+++ Records to process +++

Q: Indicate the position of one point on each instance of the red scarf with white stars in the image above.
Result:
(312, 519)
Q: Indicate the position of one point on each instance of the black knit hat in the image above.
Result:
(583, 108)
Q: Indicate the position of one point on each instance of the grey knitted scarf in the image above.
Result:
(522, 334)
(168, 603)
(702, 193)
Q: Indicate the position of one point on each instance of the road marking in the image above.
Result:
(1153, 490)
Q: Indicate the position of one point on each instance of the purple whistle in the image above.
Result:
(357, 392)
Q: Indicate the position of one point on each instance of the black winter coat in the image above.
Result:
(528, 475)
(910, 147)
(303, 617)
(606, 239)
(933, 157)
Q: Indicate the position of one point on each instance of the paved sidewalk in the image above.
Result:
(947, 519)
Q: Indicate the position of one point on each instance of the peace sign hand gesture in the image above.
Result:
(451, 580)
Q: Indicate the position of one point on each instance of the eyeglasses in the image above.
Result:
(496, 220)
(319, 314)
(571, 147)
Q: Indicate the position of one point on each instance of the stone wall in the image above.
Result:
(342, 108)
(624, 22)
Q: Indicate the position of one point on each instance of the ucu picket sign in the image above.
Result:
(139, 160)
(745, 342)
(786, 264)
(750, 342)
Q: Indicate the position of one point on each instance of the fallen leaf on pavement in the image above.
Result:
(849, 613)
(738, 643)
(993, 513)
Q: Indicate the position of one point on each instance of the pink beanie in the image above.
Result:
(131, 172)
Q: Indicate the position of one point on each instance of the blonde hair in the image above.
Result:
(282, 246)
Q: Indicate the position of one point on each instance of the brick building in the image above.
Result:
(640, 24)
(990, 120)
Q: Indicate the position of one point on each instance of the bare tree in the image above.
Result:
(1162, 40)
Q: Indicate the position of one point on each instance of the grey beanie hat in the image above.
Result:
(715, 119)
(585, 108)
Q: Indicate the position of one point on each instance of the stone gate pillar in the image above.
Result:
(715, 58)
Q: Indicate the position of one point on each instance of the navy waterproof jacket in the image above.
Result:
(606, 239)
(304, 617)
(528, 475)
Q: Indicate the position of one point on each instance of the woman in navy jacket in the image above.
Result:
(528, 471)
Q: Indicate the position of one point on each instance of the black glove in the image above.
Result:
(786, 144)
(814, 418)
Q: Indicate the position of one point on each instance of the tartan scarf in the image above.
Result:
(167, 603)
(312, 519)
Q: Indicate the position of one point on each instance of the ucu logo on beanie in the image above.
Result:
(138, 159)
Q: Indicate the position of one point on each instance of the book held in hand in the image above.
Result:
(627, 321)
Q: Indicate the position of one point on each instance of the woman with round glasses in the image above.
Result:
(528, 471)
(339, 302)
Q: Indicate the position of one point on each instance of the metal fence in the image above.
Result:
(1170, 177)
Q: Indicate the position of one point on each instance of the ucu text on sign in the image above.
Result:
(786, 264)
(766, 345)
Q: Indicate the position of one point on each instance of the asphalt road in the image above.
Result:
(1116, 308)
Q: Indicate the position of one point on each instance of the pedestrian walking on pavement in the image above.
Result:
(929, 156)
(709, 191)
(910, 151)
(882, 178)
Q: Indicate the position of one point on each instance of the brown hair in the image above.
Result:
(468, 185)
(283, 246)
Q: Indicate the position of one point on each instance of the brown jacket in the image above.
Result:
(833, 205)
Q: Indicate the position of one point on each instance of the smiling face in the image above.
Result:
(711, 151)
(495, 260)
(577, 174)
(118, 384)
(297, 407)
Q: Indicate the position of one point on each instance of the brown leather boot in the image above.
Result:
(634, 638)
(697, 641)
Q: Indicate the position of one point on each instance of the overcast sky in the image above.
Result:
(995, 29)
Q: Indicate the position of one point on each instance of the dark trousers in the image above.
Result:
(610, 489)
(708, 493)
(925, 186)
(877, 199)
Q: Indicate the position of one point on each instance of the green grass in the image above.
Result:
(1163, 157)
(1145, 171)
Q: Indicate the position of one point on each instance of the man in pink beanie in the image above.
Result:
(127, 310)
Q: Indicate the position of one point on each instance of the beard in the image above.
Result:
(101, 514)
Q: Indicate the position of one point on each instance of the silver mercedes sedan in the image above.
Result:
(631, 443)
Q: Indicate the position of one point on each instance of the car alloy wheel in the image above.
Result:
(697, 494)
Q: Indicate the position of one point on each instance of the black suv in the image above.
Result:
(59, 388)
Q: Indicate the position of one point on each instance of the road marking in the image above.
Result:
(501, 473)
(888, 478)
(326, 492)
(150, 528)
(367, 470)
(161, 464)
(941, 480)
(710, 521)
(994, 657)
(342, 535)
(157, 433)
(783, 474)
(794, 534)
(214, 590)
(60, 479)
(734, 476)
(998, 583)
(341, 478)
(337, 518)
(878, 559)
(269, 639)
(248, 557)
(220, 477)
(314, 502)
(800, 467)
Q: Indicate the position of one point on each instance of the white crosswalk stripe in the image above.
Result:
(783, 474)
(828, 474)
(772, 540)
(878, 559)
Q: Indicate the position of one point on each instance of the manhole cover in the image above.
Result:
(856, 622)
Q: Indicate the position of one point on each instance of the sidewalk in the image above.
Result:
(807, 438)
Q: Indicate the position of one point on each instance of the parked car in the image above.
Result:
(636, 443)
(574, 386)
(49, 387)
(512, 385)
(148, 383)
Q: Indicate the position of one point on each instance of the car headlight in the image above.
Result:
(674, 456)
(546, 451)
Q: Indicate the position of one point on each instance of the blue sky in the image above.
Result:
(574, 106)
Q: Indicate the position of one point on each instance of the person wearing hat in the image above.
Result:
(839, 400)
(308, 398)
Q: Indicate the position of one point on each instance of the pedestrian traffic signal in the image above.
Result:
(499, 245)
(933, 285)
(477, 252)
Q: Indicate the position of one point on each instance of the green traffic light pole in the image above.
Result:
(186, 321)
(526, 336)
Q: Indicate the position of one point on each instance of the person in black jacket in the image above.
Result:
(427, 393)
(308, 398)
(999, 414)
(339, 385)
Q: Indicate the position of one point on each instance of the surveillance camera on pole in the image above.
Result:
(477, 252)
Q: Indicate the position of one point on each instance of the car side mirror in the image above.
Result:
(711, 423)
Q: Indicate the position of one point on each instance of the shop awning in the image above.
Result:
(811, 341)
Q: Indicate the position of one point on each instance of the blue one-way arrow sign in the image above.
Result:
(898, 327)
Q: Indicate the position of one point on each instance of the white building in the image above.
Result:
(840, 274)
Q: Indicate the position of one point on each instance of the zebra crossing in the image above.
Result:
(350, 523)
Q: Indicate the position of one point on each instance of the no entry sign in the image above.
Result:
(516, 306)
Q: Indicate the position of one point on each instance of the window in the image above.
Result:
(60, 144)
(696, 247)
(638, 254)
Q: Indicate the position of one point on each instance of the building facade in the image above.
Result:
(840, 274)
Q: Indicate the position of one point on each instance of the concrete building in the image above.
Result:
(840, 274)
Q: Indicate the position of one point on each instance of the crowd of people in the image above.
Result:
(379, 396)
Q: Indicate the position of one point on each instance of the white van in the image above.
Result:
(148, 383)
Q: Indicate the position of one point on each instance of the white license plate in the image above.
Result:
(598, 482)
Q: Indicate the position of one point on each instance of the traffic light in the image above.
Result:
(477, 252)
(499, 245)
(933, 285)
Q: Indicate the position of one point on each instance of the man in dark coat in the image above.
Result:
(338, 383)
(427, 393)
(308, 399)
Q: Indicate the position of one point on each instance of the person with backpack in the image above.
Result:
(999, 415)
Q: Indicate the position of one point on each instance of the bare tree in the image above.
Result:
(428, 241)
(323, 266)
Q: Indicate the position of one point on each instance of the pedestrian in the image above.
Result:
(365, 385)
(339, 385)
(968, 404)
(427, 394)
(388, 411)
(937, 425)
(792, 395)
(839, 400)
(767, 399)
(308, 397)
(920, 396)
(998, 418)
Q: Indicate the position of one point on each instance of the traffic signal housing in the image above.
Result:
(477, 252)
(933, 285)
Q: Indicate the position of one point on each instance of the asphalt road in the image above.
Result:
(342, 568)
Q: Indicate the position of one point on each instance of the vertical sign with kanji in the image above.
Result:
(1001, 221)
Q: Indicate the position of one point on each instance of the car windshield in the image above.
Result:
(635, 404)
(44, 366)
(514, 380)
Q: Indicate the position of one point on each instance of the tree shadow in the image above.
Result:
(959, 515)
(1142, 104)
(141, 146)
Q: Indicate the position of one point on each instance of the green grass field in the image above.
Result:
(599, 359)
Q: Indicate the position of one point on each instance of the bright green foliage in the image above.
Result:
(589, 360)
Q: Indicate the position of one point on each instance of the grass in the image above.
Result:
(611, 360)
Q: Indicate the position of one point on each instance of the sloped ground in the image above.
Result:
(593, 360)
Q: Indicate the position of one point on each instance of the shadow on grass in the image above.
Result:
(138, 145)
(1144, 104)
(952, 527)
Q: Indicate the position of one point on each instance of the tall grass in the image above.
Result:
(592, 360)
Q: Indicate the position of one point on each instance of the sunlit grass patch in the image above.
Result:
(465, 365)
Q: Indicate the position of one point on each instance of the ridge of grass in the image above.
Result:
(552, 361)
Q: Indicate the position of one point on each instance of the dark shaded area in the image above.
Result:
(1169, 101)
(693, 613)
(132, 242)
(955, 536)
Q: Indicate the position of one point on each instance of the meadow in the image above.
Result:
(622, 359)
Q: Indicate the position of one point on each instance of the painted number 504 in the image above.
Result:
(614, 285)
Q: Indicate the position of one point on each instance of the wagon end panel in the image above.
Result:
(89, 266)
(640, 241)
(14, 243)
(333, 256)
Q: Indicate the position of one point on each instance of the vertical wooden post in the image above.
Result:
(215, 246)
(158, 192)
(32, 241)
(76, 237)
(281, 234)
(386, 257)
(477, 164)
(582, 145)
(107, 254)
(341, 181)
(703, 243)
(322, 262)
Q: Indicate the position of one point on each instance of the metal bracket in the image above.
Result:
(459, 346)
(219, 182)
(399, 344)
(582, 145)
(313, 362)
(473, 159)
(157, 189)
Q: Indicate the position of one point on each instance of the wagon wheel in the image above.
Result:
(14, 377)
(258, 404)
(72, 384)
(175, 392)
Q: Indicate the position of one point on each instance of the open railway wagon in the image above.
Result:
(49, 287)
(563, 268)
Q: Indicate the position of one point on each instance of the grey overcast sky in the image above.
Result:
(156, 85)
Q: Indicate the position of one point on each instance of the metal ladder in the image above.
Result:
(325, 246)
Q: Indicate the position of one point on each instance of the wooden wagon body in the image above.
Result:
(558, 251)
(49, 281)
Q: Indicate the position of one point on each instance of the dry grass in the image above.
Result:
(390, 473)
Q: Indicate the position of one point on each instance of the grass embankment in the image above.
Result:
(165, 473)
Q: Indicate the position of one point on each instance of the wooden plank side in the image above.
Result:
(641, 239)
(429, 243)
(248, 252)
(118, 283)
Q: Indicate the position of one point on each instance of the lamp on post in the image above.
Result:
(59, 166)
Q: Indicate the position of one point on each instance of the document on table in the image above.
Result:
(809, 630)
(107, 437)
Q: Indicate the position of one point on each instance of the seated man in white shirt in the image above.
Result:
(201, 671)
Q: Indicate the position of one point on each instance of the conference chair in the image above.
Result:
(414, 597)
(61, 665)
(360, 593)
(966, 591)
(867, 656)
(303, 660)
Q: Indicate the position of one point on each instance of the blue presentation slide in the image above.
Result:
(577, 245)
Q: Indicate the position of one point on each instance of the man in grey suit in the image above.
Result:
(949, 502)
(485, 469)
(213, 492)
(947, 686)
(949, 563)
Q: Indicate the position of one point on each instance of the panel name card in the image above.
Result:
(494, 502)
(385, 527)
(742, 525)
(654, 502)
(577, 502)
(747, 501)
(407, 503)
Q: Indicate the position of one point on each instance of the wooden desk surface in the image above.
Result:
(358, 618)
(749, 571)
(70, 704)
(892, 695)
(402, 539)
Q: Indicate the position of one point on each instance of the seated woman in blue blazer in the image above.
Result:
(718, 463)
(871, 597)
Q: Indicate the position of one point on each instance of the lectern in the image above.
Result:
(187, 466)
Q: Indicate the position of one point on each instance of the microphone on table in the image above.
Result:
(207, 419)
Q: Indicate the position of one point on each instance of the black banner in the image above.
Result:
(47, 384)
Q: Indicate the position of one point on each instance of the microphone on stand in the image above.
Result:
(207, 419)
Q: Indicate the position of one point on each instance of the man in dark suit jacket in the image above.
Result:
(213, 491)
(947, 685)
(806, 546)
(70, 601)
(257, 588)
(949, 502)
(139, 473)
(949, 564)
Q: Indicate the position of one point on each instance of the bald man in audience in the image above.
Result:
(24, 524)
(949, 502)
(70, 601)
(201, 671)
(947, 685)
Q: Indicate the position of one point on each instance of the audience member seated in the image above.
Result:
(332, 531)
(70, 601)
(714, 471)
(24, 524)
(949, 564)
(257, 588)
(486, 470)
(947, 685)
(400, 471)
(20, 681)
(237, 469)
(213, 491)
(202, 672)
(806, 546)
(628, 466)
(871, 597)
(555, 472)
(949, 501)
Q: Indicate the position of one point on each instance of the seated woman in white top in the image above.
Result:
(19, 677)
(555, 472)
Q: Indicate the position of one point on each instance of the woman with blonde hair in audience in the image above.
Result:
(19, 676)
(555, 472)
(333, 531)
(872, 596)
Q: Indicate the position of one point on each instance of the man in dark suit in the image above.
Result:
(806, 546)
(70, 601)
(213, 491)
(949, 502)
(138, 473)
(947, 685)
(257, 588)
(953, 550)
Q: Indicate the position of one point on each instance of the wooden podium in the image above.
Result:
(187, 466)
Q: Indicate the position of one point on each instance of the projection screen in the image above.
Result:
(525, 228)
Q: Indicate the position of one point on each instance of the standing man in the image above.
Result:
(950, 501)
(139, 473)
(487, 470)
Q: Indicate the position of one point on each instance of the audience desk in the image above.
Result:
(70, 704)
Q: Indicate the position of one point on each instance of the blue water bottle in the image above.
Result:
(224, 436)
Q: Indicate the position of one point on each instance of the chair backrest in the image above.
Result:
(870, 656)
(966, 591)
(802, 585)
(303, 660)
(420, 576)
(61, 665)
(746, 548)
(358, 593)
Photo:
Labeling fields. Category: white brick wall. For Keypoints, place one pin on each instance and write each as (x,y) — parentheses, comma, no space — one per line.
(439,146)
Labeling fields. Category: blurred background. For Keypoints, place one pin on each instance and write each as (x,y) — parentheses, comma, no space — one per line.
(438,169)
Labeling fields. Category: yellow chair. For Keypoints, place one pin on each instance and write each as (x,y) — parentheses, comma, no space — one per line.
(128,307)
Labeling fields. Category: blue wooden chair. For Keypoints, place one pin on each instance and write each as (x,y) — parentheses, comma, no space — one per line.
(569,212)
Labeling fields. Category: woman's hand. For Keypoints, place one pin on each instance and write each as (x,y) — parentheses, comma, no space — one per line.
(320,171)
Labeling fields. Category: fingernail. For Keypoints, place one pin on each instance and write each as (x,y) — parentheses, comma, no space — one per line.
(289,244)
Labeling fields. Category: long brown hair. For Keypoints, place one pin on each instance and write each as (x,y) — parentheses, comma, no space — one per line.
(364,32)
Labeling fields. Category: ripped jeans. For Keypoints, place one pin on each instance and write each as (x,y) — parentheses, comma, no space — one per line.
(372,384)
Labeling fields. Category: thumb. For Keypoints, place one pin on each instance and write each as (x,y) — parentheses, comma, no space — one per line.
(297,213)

+++

Problem details » Return exactly the lines from the line bearing "Labeling fields. Category: woman's" to the end of the records, inclusive of both; include no other lines.

Output for this exercise »
Labeling fields. Category: woman's hand. For Keypoints, place one pin on each instance and write each as (x,y) — parentheses, comma, no space — one per line.
(320,171)
Labeling fields. Category: fingernail. For Keypoints, place one pin on each instance and write each as (x,y) — parentheses, comma, no space — one per line.
(289,244)
Labeling fields. Category: long brown hair. For Keypoints, place one pin on each instance and write each as (x,y) — parentheses, comma, no space — one per line.
(364,32)
Labeling fields. Category: ripped jeans. For Keypoints, place one pin on each instance and write each as (x,y) — parentheses, comma, no space — one per line.
(372,384)
Labeling fields. Category: thumb. For Keypoints, place one pin on each instance and write each as (x,y) — parentheses, comma, no space — one per line.
(297,213)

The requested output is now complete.